What you need to do: Go through the entries and transcribe each one exactly, dropping the pictures.

Given information:
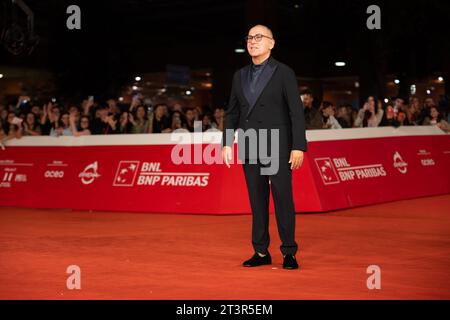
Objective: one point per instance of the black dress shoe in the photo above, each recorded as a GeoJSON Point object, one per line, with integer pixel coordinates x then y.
{"type": "Point", "coordinates": [289, 262]}
{"type": "Point", "coordinates": [257, 260]}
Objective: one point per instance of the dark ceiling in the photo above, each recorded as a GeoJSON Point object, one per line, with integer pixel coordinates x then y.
{"type": "Point", "coordinates": [121, 38]}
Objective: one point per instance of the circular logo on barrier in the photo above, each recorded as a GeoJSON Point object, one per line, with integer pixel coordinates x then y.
{"type": "Point", "coordinates": [90, 173]}
{"type": "Point", "coordinates": [399, 164]}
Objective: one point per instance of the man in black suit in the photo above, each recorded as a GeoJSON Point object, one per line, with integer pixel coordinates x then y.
{"type": "Point", "coordinates": [265, 99]}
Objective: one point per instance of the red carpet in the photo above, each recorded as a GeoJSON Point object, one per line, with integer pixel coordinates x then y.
{"type": "Point", "coordinates": [149, 256]}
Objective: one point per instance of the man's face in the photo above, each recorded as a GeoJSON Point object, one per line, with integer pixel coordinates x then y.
{"type": "Point", "coordinates": [307, 100]}
{"type": "Point", "coordinates": [263, 46]}
{"type": "Point", "coordinates": [399, 102]}
{"type": "Point", "coordinates": [429, 102]}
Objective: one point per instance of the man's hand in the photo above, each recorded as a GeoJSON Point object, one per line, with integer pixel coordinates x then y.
{"type": "Point", "coordinates": [296, 159]}
{"type": "Point", "coordinates": [227, 154]}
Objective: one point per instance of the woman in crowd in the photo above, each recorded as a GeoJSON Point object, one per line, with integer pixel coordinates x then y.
{"type": "Point", "coordinates": [124, 122]}
{"type": "Point", "coordinates": [436, 119]}
{"type": "Point", "coordinates": [31, 126]}
{"type": "Point", "coordinates": [328, 119]}
{"type": "Point", "coordinates": [139, 121]}
{"type": "Point", "coordinates": [61, 127]}
{"type": "Point", "coordinates": [160, 122]}
{"type": "Point", "coordinates": [84, 125]}
{"type": "Point", "coordinates": [389, 118]}
{"type": "Point", "coordinates": [370, 114]}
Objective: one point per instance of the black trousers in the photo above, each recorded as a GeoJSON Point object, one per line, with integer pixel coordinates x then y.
{"type": "Point", "coordinates": [259, 191]}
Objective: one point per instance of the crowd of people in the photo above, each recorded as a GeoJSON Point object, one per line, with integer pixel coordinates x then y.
{"type": "Point", "coordinates": [53, 119]}
{"type": "Point", "coordinates": [375, 113]}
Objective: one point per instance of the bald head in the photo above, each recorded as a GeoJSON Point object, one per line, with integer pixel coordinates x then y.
{"type": "Point", "coordinates": [261, 27]}
{"type": "Point", "coordinates": [260, 44]}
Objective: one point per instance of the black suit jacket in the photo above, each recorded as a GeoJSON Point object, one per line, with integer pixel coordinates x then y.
{"type": "Point", "coordinates": [276, 104]}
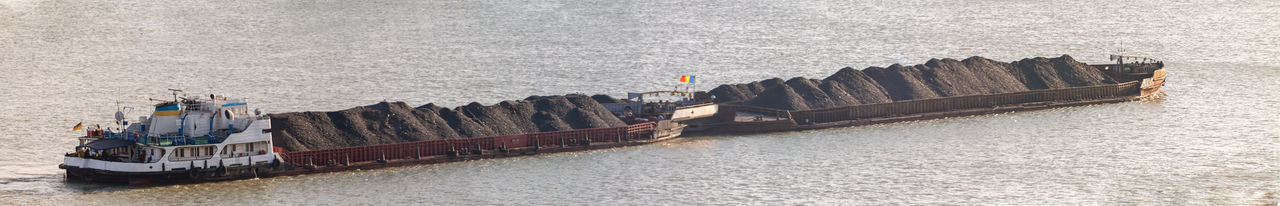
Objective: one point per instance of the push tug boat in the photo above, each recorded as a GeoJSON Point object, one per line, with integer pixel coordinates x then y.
{"type": "Point", "coordinates": [187, 138]}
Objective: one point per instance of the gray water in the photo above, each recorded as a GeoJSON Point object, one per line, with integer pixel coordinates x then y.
{"type": "Point", "coordinates": [1212, 140]}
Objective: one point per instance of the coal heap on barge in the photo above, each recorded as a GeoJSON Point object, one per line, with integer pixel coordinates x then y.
{"type": "Point", "coordinates": [936, 78]}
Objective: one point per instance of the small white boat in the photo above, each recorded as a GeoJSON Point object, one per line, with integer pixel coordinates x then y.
{"type": "Point", "coordinates": [184, 140]}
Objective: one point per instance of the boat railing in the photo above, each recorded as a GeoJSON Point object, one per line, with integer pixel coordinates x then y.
{"type": "Point", "coordinates": [165, 140]}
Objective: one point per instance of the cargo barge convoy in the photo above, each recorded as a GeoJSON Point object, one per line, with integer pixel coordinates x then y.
{"type": "Point", "coordinates": [219, 138]}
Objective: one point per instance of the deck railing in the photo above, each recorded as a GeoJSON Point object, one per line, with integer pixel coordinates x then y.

Response to the task:
Objective: one point per instance of the black dress shoe in the photo above, each recorded as a GeoJSON Point object, one per line, with integer pixel coordinates x then y.
{"type": "Point", "coordinates": [289, 262]}
{"type": "Point", "coordinates": [257, 260]}
Objective: one point per instance of the dark ceiling in the photo above, each recorded as a GeoJSON Point object, one per line, with integer pixel coordinates x then y.
{"type": "Point", "coordinates": [121, 38]}
Objective: one point per instance of the circular logo on barrier in the photo above, each recorded as a GeoJSON Point object, one per line, with integer pixel coordinates x then y.
{"type": "Point", "coordinates": [90, 173]}
{"type": "Point", "coordinates": [399, 164]}
Objective: one point per instance of the man in black suit in the photo above, each recorded as a GeoJSON Point object, one per line, with integer pixel coordinates x then y.
{"type": "Point", "coordinates": [265, 99]}
Objective: one point per instance of the red carpet in the photo above, each recorded as a GeoJSON Point object, one per line, with integer pixel coordinates x then y.
{"type": "Point", "coordinates": [149, 256]}
Objective: one point per instance of the man's face in the photo above, each recorded as a GeoJSON Point object, one per line, with integer pixel coordinates x then y.
{"type": "Point", "coordinates": [307, 100]}
{"type": "Point", "coordinates": [263, 46]}
{"type": "Point", "coordinates": [399, 102]}
{"type": "Point", "coordinates": [429, 102]}
Objective: one point per instance of the man's hand in the photo above, each recorded as a GeoJSON Point object, one per line, with integer pixel coordinates x then y.
{"type": "Point", "coordinates": [296, 159]}
{"type": "Point", "coordinates": [227, 154]}
Objective: one point per instance of the woman in crowd in the photo above, each recorded as a GeoJSON Point object, one per line, with integer pixel coordinates x then y.
{"type": "Point", "coordinates": [124, 122]}
{"type": "Point", "coordinates": [436, 119]}
{"type": "Point", "coordinates": [31, 126]}
{"type": "Point", "coordinates": [328, 119]}
{"type": "Point", "coordinates": [139, 121]}
{"type": "Point", "coordinates": [61, 127]}
{"type": "Point", "coordinates": [160, 122]}
{"type": "Point", "coordinates": [84, 125]}
{"type": "Point", "coordinates": [389, 118]}
{"type": "Point", "coordinates": [370, 114]}
Objective: one point per instance of the black trousers in the photo above, each recorded as a GeoJSON Point object, one per line, with integer pixel coordinates x then y.
{"type": "Point", "coordinates": [259, 191]}
Objective: one point per instance of the crowd of people in the photo above, each recorded as a GeoJSON Point object, one per line, with integer pixel coordinates x then y.
{"type": "Point", "coordinates": [53, 119]}
{"type": "Point", "coordinates": [375, 113]}
Objective: one point per instance of the bald head in the photo above, each recorded as a GeoJSON Point object, one per line, with integer pixel coordinates x then y.
{"type": "Point", "coordinates": [261, 27]}
{"type": "Point", "coordinates": [260, 44]}
Objective: one point per instance of the black suit jacket in the photo above, each recorded as a GeoJSON Point object, one per line, with integer pixel coordinates x then y.
{"type": "Point", "coordinates": [276, 104]}
Objective: one point per instance of the push tug boat in the photo above, each recorded as a GeoJSON Point object, one per line, with integer pixel coordinates x then y.
{"type": "Point", "coordinates": [187, 138]}
Objective: one point per instance of the gray water in the photo above, each recorded as a GeoJSON Point object, one per line, with integer pixel coordinates x then y.
{"type": "Point", "coordinates": [1212, 140]}
Objective: one point per instance of the coal heap on barge in the photo above, each recorded as a GeoJSON Point object, one per line, with integer pixel coordinates x then y.
{"type": "Point", "coordinates": [936, 78]}
Objective: one point per instance of the small white boat in the photo above, each recorded as a GeoJSON Point object, one per line, with integer pixel coordinates x then y.
{"type": "Point", "coordinates": [184, 140]}
Objective: one point per instance of the boat railing in the photo above, each recorded as a GeoJSON Point object, one per line, with integer pixel coordinates x then y.
{"type": "Point", "coordinates": [165, 140]}
Objective: one point per instance of the cargo barge convoy in the photo above, each recorded as a GeoJSON Point object, one per line, with integer pixel coordinates x then y.
{"type": "Point", "coordinates": [219, 138]}
Objective: one point per instance of the deck railing in the photo above, each recorded as a GeoJSON Point object, one per line, with integer pixel coordinates x then y.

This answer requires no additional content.